_Input for this task_
►

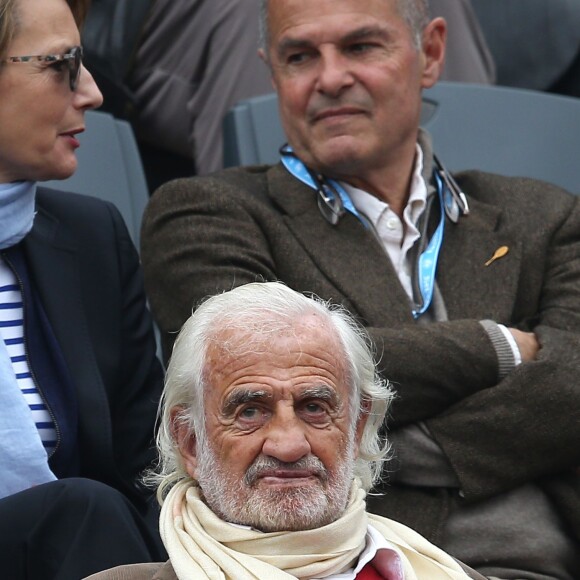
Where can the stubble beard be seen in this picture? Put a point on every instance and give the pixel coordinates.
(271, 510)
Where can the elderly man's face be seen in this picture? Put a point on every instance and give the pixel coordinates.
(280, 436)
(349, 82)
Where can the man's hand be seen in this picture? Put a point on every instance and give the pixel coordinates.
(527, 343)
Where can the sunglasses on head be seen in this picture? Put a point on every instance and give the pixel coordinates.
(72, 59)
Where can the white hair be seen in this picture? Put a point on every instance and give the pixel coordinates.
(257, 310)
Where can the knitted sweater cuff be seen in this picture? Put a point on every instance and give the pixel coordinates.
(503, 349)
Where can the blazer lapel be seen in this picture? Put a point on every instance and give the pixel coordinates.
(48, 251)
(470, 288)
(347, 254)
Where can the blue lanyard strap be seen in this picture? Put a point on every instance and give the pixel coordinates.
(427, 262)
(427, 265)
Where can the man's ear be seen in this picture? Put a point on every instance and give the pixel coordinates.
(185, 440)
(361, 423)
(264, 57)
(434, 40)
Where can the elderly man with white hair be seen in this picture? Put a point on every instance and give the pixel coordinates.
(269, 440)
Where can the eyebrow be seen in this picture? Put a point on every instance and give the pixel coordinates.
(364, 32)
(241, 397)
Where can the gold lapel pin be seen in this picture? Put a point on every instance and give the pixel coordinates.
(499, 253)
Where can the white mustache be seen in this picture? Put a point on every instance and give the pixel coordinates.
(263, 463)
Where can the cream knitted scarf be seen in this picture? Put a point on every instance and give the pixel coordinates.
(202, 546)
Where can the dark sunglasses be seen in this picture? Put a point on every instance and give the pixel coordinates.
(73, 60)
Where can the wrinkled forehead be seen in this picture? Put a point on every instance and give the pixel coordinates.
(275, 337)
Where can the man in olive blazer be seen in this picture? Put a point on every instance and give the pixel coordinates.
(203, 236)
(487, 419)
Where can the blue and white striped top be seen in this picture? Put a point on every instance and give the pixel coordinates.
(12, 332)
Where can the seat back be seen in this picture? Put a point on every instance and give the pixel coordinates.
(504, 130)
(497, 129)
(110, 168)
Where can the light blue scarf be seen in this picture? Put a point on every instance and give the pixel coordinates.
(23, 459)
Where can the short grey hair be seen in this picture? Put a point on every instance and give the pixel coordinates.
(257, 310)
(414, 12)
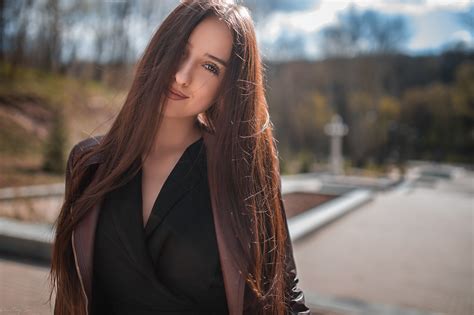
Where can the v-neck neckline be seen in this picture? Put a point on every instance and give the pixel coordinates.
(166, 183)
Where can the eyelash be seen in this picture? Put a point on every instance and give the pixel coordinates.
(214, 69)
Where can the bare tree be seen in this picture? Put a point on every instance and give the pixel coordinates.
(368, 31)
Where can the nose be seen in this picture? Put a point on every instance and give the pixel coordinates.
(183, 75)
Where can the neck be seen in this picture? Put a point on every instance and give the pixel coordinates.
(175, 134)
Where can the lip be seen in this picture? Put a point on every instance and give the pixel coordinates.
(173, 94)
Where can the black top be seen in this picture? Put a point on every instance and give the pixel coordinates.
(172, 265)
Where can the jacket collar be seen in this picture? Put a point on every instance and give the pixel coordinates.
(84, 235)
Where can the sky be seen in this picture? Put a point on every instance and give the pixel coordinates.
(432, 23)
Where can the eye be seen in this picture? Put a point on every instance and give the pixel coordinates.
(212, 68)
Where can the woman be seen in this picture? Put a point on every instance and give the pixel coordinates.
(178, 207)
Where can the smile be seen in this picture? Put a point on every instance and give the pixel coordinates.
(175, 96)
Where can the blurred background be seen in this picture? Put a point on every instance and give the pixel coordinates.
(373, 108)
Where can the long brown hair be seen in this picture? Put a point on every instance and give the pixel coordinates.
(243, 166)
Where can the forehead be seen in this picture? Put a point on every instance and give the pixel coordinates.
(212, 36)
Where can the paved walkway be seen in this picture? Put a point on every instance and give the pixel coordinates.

◄

_Problem statement_
Set down, word for word, the line that contains "Where can the long" and all lines after it up to the end of the listing.

_Response below_
Where can the long brown hair be seen in this picture? Put a point on every instance and give the pixel coordinates.
(243, 166)
Where can the forehead be seen in this picture? Put a point on every instance and give the pixel coordinates.
(212, 36)
Where can the paved walkway be seen in this picture? Put a point on every instance and give the pixel coordinates.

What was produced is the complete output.